Data records:
>>>>>

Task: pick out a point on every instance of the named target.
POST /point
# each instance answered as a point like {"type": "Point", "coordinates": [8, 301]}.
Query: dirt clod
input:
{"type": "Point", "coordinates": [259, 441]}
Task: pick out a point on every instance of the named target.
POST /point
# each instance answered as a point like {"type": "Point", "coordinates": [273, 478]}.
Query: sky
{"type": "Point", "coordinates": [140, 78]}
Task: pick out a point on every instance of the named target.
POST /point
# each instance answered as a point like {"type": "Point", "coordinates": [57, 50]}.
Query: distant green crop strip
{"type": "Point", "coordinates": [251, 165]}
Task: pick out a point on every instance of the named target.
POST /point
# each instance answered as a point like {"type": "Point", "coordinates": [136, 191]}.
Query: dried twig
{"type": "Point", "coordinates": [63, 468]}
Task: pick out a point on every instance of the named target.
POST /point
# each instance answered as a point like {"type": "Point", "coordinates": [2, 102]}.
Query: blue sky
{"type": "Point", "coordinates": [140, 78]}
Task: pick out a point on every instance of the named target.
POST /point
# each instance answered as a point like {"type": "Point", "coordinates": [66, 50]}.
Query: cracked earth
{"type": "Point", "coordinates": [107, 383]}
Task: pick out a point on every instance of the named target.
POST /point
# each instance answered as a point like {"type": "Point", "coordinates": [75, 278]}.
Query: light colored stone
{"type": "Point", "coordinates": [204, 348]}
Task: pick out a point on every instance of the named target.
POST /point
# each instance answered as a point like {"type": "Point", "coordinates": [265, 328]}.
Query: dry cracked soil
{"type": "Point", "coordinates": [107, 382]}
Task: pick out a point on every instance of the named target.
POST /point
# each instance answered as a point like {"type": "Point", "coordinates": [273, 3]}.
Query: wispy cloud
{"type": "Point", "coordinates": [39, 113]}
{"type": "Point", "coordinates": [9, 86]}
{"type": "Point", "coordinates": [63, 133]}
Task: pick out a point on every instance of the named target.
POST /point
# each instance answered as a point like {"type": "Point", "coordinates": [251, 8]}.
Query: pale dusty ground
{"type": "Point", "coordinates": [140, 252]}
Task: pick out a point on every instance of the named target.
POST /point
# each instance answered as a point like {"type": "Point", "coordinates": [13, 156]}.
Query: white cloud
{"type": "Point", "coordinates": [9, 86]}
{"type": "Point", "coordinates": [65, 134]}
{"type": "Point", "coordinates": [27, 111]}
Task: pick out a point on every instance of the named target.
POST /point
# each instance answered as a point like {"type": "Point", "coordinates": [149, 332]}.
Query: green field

<<<<<

**GIVEN PROBLEM:** Type the material above out again, exactly.

**RESULT:**
Task: pick out a point on every instance of the named target.
POST /point
# each instance answered as a point like {"type": "Point", "coordinates": [8, 301]}.
Query: dirt clod
input:
{"type": "Point", "coordinates": [259, 441]}
Task: pick out a point on every instance of the named target.
POST /point
# each instance answered as a point like {"type": "Point", "coordinates": [273, 478]}.
Query: sky
{"type": "Point", "coordinates": [140, 78]}
Task: pick out a point on every instance of the named target.
POST /point
# each instance answered as a point like {"type": "Point", "coordinates": [57, 50]}.
Query: distant green crop strip
{"type": "Point", "coordinates": [251, 165]}
Task: pick out a point on every instance of the named target.
POST /point
# each instance answered as a point like {"type": "Point", "coordinates": [136, 191]}.
Query: dried twig
{"type": "Point", "coordinates": [63, 468]}
Task: pick out a point on every instance of the named target.
POST /point
# each instance answered as a point like {"type": "Point", "coordinates": [2, 102]}.
Query: blue sky
{"type": "Point", "coordinates": [140, 78]}
Task: pick out a point on every instance of the named target.
POST /point
# each instance answered as a point like {"type": "Point", "coordinates": [66, 50]}.
Query: cracked earth
{"type": "Point", "coordinates": [107, 383]}
Task: pick out a point on every instance of the named target.
POST /point
# each instance answered as a point like {"type": "Point", "coordinates": [75, 278]}.
Query: light colored stone
{"type": "Point", "coordinates": [204, 348]}
Task: pick out a point on every instance of the named target.
POST /point
# each instance answered as a point like {"type": "Point", "coordinates": [265, 328]}.
Query: dry cracked soil
{"type": "Point", "coordinates": [107, 382]}
Task: pick out a point on every instance of the named target.
POST /point
# each instance answered as a point like {"type": "Point", "coordinates": [273, 3]}.
Query: wispy cloud
{"type": "Point", "coordinates": [39, 113]}
{"type": "Point", "coordinates": [9, 86]}
{"type": "Point", "coordinates": [63, 133]}
Task: pick out a point on every instance of the named target.
POST /point
# each instance answered as a point like {"type": "Point", "coordinates": [251, 8]}.
Query: pale dusty ground
{"type": "Point", "coordinates": [140, 252]}
Task: pick out a point on every instance of the named target.
POST /point
# each instance answered as a point like {"type": "Point", "coordinates": [13, 156]}.
Query: white cloud
{"type": "Point", "coordinates": [9, 86]}
{"type": "Point", "coordinates": [65, 134]}
{"type": "Point", "coordinates": [27, 111]}
Task: pick out a point on every instance of the named target.
POST /point
# each instance answered as a point like {"type": "Point", "coordinates": [149, 332]}.
Query: green field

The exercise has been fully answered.